_What is required_. Write each line exactly as it stands, from the line containing "of the grey" through the end of the data.

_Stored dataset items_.
================

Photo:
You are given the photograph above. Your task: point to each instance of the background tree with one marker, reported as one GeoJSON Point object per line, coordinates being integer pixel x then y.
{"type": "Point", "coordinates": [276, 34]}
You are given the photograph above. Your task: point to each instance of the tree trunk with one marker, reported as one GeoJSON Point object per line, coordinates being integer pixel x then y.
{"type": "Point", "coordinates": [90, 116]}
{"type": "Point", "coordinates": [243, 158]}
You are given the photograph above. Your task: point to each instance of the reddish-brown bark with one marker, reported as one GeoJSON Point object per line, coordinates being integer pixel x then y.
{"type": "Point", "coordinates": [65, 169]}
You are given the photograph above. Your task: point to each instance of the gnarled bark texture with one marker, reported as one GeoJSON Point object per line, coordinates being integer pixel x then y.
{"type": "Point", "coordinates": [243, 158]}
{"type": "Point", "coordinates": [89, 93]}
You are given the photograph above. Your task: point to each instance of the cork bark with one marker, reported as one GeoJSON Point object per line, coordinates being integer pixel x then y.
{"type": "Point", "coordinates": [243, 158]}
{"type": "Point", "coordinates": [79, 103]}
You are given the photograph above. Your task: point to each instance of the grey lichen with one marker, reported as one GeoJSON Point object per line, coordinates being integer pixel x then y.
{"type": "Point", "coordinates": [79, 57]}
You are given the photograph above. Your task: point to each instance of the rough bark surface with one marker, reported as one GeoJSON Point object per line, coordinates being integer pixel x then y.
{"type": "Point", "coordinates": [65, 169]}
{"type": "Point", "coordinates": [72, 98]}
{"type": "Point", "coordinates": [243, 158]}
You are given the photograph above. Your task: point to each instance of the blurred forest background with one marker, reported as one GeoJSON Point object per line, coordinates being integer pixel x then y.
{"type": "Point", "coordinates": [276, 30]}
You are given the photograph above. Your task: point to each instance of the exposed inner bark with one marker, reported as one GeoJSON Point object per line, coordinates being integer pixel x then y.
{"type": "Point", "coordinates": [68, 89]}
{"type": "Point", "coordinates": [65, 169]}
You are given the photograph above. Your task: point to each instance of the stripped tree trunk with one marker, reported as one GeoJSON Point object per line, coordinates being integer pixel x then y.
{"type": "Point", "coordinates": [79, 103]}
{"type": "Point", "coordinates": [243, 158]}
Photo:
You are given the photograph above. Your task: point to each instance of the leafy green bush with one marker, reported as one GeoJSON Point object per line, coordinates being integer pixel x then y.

================

_Solution_.
You are given the photograph above. Your task: point to each instance of the grey lichen with one marker, reported as one GeoJSON Point object per line, coordinates being integer pixel x then y.
{"type": "Point", "coordinates": [79, 57]}
You are given the photograph above. Your task: point to each instance of the rough bark surface with one marker, reported as one GeoJSON Point object per line, coordinates being integer pixel x then y.
{"type": "Point", "coordinates": [65, 169]}
{"type": "Point", "coordinates": [72, 98]}
{"type": "Point", "coordinates": [243, 158]}
You are given the photograph above. Your task: point to each instance of the blurred forest background with one marker, reported as one GeoJSON Point object per line, coordinates being integer pixel x then y.
{"type": "Point", "coordinates": [276, 30]}
You are given the photograph above. Your task: point to each instance of the exposed inner bark with one marker, reported as one GeoJSON Point object per line, coordinates being integer pixel x then y.
{"type": "Point", "coordinates": [68, 89]}
{"type": "Point", "coordinates": [65, 169]}
You are given the photograph above. Your task: point to each instance of the stripped tree trunk with one marker, reported as one GeoJSON Point object per line, coordinates being integer pixel x then y.
{"type": "Point", "coordinates": [79, 103]}
{"type": "Point", "coordinates": [243, 158]}
Photo:
You are given the photograph above. Your task: point to each instance of the leafy green bush with one marker, reported as one GeoJSON Point object per line, coordinates being integer pixel x then y.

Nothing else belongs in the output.